● **Exercise**: Copy down all of the data underneath, exactly as shown.

═══ Records provided

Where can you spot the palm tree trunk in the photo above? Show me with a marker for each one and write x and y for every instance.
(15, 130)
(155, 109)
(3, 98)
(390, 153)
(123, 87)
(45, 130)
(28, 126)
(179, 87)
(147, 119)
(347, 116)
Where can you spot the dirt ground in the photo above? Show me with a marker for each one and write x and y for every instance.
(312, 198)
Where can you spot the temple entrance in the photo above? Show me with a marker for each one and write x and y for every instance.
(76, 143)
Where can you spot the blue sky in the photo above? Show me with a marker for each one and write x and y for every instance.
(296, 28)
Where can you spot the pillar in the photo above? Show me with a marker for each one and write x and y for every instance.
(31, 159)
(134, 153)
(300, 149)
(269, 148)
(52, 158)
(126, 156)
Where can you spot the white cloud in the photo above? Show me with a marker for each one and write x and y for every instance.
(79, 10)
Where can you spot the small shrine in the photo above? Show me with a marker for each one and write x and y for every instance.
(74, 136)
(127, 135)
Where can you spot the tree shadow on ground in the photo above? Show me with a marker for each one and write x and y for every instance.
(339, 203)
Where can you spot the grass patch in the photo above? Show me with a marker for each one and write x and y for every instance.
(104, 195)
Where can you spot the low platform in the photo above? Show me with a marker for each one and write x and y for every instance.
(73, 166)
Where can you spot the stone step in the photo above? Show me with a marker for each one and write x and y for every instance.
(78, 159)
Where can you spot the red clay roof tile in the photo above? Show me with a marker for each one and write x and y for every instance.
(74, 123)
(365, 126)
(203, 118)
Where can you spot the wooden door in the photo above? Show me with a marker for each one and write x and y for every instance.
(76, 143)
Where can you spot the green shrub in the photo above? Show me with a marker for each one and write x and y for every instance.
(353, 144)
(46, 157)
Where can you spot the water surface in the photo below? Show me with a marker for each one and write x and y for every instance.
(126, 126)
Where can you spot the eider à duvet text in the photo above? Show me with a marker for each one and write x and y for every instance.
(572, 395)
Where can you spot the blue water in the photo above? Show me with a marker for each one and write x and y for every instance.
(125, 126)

══════

● **Answer**:
Where can you spot the palm tree trunk in the photo above? Show me with a marker for each one and write x and y for every instance.
(15, 130)
(155, 109)
(3, 98)
(390, 153)
(123, 87)
(45, 130)
(28, 126)
(179, 87)
(147, 119)
(347, 116)
Where can you spot the dirt ground in the photo above? Show me with a marker for each one and write x and y for every instance.
(312, 198)
Where can you spot the temple entrance in the photo above? Show me with a marker for each one and write x and y for every instance.
(76, 143)
Where can you spot the blue sky in the photo above? Show me with a marker for each one and write x and y for every instance.
(296, 28)
Where can you spot the pillar in the photo above? Show me with a marker for each one and write x and y for every instance.
(31, 159)
(134, 153)
(300, 149)
(269, 148)
(52, 158)
(126, 156)
Where can you spot the white cloud in the photo above? Show me with a marker for each one and write x and y for every instance.
(79, 10)
Where can you spot the small shrine in the photo above? Show me with a marker for each one and write x and y for every instance.
(74, 136)
(127, 135)
Where can you spot the tree shadow on ground in the photo above? Show me with a marker for each one and write x and y for every instance.
(339, 203)
Where can you spot the grass patch in the photo above? Show me with a marker for each one and write x and y for every instance.
(104, 195)
Where can you spot the low platform in the photo above? Show me with a marker for each one and write x and y for every instance.
(73, 166)
Where can you spot the stone step in the photo above? Show me with a marker for each one and write x and y for every instance.
(78, 159)
Where can you spot the red clay roof tile in the photo above? Show me with a marker for each one and write x and y for every instance.
(74, 123)
(365, 126)
(203, 118)
Where can you spot the wooden door in the photo above? Show me with a marker for each one and write x and y for every instance.
(76, 143)
Where can you spot the green shrub in the photo above? Show me with a marker for each one and write x and y for every instance.
(353, 144)
(46, 157)
Where can you spot the water surface in the photo below? Show me with a marker for each one and write x and y for every instance.
(126, 126)
Where can you spot the eider à duvet text in the photo above? Show me with a marker for each one and write x and y for every instance.
(572, 395)
Where can you spot the blue water in the photo above? Show me with a marker for each one and write x and y for every instance.
(125, 126)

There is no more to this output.